* **WORK TO COMPLETE**:
[a] Name every organization mentioned in the article about the Yukon Public Schools settlement.
[b] Continue the article about the Yukon Public Schools settlement from the point where it stops.

* **DOCUMENT SECTION**:
□ □ □

Oklahoman: Food supply company settles fraud lawsuit with Yukon Public Schools

Food supply company settles fraud lawsuit with Yukon Public Schools

Sunday, February 25, 2018 | by Randy Ellis

YUKON — Yukon Public Schools officials have approved a secret financial settlement with a food distribution company accused of fraudulently overcharging the district by more than $700,000.

Terms of the settlement were not revealed in the federal court lawsuit and a nondisclosure agreement approved by the school district and Sysco Oklahoma, the food distributor, prohibits them from discussing that information, attorneys said.

The Oklahoman has submitted an open records request to the school district for a copy of the settlement check, but the district has not yet fulfilled that request. State law requires public bodies to make their financial records available for inspection when requested.

Allegations of possible overcharges by Sysco were first brought to Yukon school administrators more than four years ago by Cost Defender — a company that audits and identifies overbillings on a contingency fee basis, court documents reveal.

Cost Defender is a local limited liability company formed by former Sysco employee Chris Mountford.

□ □ □

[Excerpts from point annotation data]
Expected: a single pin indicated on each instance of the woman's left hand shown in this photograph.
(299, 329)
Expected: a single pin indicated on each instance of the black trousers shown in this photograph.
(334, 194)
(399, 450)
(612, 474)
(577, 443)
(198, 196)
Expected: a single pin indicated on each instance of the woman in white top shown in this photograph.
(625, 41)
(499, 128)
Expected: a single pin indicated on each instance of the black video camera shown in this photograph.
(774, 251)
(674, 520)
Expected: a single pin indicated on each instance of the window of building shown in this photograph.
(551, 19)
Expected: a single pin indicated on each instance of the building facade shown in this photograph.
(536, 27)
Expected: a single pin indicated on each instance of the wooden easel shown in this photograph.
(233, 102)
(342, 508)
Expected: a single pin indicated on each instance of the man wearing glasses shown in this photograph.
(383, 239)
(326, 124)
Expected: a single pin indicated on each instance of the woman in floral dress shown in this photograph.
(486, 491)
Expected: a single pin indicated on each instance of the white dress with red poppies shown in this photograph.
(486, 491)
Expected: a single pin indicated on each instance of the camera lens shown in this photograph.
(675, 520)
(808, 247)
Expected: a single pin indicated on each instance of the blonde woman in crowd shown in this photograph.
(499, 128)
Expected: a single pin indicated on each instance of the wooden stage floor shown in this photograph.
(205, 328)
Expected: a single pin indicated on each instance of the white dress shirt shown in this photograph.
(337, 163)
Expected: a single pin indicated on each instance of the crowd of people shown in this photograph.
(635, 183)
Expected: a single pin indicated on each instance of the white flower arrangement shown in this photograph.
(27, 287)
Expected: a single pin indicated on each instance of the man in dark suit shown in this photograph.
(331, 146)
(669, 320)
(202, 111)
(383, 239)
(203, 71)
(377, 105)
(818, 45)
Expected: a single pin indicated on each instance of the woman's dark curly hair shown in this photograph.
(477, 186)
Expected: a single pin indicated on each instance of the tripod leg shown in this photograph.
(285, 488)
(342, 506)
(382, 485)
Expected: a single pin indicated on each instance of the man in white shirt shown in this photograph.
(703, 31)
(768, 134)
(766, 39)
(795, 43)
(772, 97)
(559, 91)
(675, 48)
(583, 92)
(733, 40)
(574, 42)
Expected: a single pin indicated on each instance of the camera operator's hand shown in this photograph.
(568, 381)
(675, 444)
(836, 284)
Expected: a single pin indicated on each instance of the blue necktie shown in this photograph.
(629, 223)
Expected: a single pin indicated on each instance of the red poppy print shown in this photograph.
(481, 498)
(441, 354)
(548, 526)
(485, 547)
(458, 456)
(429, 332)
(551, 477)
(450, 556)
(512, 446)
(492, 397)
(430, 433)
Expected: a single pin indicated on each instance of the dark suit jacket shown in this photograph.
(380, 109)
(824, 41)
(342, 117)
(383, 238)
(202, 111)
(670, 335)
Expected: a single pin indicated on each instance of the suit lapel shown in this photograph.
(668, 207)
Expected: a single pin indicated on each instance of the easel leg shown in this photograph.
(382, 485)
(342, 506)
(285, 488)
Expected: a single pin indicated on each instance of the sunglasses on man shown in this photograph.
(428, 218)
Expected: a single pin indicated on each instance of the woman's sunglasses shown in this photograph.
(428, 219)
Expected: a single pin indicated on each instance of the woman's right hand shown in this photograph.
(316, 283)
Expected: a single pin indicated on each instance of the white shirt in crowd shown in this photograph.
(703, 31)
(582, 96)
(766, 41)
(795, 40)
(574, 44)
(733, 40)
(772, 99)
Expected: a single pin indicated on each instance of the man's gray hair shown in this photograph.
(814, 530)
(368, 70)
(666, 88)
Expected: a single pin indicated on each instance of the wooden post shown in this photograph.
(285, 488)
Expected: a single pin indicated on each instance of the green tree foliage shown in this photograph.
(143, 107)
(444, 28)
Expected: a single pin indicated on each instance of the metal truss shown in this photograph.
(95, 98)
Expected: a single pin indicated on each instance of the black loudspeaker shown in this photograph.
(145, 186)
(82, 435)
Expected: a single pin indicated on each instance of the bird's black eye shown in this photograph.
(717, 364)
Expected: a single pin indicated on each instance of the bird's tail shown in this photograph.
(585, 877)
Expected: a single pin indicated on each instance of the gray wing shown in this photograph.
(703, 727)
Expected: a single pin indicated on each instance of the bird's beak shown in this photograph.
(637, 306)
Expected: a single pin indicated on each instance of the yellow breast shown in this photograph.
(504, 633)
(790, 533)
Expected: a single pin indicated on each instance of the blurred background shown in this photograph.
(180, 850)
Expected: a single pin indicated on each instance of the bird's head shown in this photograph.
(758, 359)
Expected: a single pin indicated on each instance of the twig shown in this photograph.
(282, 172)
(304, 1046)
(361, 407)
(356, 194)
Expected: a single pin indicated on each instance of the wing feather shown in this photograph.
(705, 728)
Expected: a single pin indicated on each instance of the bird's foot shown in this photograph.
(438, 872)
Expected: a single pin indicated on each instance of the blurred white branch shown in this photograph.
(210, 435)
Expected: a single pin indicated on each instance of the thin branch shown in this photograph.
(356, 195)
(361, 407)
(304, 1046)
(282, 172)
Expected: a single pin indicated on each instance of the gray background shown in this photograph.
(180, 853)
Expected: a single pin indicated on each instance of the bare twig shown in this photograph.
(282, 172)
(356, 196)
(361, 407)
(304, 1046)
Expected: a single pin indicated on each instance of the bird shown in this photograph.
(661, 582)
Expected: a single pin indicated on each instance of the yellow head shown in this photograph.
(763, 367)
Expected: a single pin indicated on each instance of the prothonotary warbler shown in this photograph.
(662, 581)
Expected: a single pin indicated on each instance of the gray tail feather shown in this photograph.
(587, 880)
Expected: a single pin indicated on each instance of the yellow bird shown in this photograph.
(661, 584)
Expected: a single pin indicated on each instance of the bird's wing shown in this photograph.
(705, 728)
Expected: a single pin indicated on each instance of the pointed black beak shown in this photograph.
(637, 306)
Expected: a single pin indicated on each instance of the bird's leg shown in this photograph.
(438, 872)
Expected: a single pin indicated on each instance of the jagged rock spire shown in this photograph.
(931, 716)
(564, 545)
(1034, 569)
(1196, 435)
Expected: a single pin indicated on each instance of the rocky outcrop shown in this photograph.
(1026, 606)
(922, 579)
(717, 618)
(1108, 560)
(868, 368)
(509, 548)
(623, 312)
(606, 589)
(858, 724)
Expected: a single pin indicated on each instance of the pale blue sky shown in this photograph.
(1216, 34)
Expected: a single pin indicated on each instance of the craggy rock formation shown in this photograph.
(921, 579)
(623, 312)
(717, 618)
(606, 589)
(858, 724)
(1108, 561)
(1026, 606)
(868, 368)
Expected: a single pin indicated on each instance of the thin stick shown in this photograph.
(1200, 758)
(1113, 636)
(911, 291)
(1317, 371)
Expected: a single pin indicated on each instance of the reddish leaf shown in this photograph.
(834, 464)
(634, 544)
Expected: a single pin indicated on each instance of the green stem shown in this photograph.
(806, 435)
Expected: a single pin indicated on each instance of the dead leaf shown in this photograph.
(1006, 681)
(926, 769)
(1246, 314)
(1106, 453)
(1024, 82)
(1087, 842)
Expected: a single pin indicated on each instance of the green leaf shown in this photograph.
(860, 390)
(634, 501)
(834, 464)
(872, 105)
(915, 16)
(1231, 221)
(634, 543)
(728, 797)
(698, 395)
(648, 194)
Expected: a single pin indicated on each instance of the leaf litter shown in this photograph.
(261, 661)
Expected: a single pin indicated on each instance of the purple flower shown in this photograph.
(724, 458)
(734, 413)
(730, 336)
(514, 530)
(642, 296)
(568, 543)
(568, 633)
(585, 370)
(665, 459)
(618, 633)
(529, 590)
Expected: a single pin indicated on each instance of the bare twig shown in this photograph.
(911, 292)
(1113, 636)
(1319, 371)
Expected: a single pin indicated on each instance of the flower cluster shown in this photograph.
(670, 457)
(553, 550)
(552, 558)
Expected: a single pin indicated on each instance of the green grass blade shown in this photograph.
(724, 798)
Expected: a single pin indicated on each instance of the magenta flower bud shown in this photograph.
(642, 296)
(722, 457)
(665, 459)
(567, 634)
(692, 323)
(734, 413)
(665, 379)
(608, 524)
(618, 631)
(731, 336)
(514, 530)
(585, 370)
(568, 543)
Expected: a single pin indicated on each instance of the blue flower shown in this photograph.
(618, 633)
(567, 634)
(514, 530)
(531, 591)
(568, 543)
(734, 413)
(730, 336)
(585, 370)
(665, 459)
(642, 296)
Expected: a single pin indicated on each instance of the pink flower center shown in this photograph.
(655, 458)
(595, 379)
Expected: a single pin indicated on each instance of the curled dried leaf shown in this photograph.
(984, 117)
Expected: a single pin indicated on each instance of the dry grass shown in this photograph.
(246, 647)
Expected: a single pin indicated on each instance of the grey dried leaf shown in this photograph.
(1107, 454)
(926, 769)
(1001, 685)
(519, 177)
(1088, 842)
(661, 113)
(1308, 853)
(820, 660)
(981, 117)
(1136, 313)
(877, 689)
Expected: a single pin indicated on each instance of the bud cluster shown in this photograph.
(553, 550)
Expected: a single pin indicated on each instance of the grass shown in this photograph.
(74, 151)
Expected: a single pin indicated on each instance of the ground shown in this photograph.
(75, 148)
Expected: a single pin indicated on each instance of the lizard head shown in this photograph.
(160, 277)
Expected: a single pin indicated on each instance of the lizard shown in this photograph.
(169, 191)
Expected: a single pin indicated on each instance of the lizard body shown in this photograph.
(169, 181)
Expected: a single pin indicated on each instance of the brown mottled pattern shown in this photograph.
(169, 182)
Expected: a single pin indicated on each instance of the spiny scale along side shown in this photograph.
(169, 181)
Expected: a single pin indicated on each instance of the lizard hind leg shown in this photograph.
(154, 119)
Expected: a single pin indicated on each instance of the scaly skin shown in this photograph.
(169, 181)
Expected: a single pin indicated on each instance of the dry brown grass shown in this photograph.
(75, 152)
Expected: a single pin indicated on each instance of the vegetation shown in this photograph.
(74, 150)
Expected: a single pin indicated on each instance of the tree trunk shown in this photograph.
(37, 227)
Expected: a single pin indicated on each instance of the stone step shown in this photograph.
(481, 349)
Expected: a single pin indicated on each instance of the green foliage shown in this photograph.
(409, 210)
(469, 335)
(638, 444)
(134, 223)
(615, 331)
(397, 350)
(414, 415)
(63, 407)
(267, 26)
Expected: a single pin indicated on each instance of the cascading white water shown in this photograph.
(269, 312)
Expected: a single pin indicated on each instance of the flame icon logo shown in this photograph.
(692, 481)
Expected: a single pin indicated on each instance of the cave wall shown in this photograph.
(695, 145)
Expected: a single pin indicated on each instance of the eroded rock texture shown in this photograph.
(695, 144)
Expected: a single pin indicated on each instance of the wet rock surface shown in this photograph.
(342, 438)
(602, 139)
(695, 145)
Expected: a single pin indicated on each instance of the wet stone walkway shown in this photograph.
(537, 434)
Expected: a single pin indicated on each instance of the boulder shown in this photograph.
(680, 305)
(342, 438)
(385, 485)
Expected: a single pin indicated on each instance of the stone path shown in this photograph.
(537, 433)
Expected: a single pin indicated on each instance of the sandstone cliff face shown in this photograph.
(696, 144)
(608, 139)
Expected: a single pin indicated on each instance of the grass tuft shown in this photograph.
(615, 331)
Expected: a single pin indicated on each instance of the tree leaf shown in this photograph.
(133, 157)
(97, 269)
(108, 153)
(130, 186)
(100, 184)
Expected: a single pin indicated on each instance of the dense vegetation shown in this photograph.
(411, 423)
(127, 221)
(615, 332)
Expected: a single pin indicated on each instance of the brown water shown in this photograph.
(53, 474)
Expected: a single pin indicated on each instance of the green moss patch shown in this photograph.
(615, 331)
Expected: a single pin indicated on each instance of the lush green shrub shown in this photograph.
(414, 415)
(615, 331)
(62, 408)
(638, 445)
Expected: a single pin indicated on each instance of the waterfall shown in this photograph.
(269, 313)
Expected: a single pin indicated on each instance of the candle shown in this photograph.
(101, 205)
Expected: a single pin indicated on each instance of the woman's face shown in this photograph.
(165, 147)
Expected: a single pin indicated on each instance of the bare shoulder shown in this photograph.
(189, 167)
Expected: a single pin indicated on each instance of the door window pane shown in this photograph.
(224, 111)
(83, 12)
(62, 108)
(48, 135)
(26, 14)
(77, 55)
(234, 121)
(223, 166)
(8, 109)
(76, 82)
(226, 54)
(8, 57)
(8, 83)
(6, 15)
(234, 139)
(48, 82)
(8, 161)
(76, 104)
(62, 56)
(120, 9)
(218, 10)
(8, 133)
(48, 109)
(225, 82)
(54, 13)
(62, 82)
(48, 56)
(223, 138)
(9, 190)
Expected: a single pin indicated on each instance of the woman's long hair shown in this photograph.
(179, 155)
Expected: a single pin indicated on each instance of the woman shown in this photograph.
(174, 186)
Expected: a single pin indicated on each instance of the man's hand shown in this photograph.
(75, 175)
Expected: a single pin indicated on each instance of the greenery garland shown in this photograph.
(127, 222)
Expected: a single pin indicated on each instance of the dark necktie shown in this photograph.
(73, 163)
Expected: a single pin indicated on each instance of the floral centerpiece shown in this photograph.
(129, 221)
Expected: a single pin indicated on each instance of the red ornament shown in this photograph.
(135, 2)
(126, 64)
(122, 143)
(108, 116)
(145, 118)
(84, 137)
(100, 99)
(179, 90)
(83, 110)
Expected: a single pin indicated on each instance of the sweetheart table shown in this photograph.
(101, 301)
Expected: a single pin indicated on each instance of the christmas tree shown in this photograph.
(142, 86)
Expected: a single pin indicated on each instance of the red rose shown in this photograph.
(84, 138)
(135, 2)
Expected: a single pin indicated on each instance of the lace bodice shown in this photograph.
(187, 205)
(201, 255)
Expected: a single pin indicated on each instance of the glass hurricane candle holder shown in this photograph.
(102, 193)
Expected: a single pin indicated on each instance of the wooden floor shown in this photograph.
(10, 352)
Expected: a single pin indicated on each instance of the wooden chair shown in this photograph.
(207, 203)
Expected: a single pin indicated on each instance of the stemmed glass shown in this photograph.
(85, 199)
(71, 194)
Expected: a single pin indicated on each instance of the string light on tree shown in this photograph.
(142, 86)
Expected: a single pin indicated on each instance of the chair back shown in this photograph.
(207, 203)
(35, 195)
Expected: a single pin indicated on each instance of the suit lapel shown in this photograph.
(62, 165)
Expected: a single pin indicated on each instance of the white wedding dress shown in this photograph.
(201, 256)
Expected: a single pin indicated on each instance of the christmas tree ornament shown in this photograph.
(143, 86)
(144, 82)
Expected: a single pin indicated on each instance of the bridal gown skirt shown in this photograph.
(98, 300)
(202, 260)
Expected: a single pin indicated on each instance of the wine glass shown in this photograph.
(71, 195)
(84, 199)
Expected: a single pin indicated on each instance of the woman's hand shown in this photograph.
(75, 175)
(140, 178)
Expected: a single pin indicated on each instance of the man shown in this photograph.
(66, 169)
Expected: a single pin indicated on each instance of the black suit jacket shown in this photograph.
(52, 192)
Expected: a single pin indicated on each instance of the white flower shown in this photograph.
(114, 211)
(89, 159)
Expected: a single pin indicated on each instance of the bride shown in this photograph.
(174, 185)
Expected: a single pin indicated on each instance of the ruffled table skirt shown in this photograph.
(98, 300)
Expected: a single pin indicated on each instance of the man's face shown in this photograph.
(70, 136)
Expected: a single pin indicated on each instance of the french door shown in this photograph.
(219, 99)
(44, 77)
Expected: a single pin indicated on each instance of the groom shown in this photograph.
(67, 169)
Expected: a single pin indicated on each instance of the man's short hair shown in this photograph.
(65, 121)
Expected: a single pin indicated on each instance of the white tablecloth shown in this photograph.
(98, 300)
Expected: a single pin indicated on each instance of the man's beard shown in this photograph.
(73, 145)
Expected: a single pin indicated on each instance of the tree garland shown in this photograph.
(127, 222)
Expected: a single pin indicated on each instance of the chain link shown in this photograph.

□ □ □

* **RESPONSES PER TASK**:
[a]
- Yukon Public Schools
- Sysco Oklahoma
- The Oklahoman
- Cost Defender

[b]
Yukon school officials were reluctant participants in the financial recovery process, ignoring for 13 months Cost Defender’s offer to assist the district in recovering overcharges in exchange for 15 percent of any money recovered, records show. That prompted the company to issue a stern warning to the superintendent that "publicity" would follow if the district didn’t respond to an open records request seeking access to food service bidding and invoice documents.

Yukon Superintendent Jason Simeroth said it is not unusual for school districts to get similar solicitations from companies that want school districts to do most of the work, and it was only when the district received the open records request that administrators realized the company was “serious” and “must have some information that was pertinent to the situation."

How many other school districts may have experienced similar overcharges is unclear, although court documents provide reason for concern and closer auditing to detect noncompliance with school cafeteria food supply contracts.

Sysco Oklahoma is a regional branch of a multinational food distribution company that does $55.4 billion in annual sales.

Although Sysco officials agreed to the settlement, they continue to deny wrongdoing.

"Recently, Sysco decided solely for business reasons to settle ongoing litigation with the Yukon School District," Camilla Zuckero, company communications director, said in a prepared statement. "Sysco made this decision to avoid costly and prolonged litigation. Sysco took the allegations and claims being made very seriously, and we dispute them in their entirety."

Lawsuit filed in 2016

The settlement resolves a lawsuit filed Sept. 22, 2016, in Oklahoma City federal court.

In that lawsuit, Yukon school officials accused Sysco of defrauding the district by overbilling for grocery products.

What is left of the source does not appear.